:: Exercise goal ::
Skip every picture and transcribe the remaining material exactly.
-- begin Material provided --
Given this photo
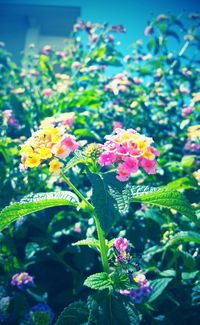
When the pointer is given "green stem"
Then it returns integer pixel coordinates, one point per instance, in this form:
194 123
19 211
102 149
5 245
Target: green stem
101 237
103 246
78 193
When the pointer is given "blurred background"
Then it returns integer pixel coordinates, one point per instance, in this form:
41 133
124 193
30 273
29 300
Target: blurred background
41 22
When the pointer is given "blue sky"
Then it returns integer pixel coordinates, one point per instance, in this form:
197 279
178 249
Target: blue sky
133 14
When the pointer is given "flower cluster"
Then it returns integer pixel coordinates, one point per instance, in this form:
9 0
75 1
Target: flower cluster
139 286
9 118
22 280
194 132
40 314
4 310
49 142
196 175
58 120
139 294
119 83
130 150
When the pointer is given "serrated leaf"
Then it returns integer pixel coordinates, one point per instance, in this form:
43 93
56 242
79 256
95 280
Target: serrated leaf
87 242
168 273
86 133
98 281
184 236
173 34
189 275
165 198
112 309
182 183
36 202
75 313
158 287
78 158
106 206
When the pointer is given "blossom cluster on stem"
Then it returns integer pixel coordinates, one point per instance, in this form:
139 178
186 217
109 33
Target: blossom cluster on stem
130 150
22 280
51 141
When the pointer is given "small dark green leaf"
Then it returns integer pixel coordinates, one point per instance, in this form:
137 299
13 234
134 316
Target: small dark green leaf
98 281
112 310
173 34
158 286
182 183
87 242
36 202
107 208
75 313
184 236
165 197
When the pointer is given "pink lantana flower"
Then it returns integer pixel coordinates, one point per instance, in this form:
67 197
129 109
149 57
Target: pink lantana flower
123 174
121 244
149 165
70 143
131 164
47 92
107 158
117 125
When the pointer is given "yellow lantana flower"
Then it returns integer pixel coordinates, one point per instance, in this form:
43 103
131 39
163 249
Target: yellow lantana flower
33 161
44 153
55 166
-- end Material provided --
:: Output for this exercise ::
Given this photo
When the pointer is given "green stem"
Then it returns integer pixel coordinates, one point per instance, in this form:
194 123
19 211
102 149
5 245
Target: green stem
101 237
103 246
78 193
When the pointer is given "blurred background"
Then it returns integer pixel coordinates, one point per instance, in this form:
41 133
124 193
30 273
29 300
Target: blurred background
41 22
When the pointer is given "blue sky"
Then it returns integer pixel coordinates, one point per instance, in this form:
197 279
178 249
Target: blue sky
133 14
When the pointer is given "flower cluster"
Then it returns integer pixel coordinates, one point per instance, in this form:
9 0
75 1
Target: flower cluster
139 286
9 118
22 280
194 132
40 314
4 310
49 142
196 175
58 120
139 294
119 83
130 150
When the pointer is given "serrated leaf"
Then it returns integer pixel coordinates, one point per instance, in this form:
43 93
56 242
79 256
95 280
Target: serrated leaf
87 242
168 273
86 133
98 281
184 236
173 34
189 275
165 198
112 309
182 183
36 202
75 313
158 287
78 158
106 206
When the pointer is given "blossom cluster on stem"
Then it returns integer pixel coordinates, one point per instance, in this form:
139 178
186 217
109 33
Target: blossom cluster on stem
130 150
22 280
51 141
When the pointer is given "small dark green leaf"
Then it returns integer pixel coordinates, one point per instance, in this form:
137 299
13 234
134 316
Target: small dark green leaf
98 281
112 310
173 34
158 286
182 183
87 242
36 202
107 208
75 313
184 236
165 197
When the pointer is given "pink lantana flower"
Then it returns integer pixel coordinates, one point per instance, in this form:
67 197
129 109
149 57
Target: pink lantana flower
123 174
121 244
149 165
70 143
131 164
47 92
107 158
117 125
When the pointer is given "yellow lantana flower"
Then it returns integer pixel coordinates, one point per instance, in this form:
43 103
131 39
163 249
Target: yellow lantana flower
33 161
44 153
55 166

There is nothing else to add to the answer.